**Dataset extract:**
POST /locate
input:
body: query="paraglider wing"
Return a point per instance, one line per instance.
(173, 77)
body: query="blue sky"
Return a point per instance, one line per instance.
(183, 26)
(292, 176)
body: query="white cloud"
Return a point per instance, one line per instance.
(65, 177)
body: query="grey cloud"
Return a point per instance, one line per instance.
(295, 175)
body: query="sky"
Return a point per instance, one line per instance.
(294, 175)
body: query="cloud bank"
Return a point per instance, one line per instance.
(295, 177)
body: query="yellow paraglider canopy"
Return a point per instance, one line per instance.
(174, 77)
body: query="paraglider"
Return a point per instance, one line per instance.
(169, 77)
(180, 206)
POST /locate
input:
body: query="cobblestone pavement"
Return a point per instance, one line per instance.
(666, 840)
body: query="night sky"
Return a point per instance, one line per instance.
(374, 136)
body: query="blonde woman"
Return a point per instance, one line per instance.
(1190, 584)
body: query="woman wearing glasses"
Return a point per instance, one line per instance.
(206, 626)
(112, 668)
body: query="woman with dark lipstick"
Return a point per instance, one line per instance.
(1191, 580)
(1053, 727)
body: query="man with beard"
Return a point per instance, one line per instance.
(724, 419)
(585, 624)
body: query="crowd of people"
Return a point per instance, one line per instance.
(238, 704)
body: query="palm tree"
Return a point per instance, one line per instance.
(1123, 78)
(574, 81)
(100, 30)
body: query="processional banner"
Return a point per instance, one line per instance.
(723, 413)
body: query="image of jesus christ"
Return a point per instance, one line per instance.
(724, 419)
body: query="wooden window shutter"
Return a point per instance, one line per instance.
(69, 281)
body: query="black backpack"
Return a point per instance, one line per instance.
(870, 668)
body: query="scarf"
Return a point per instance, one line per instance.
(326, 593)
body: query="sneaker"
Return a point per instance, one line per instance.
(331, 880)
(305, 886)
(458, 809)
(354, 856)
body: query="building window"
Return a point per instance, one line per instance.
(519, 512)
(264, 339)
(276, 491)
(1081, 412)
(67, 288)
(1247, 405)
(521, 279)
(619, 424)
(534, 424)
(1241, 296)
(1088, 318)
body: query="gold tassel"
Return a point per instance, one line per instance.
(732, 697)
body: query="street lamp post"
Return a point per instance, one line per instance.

**Aim:**
Return each line from the items above that contains the word "window".

**Solution:**
body: query="wooden window shutter"
body: query="building window"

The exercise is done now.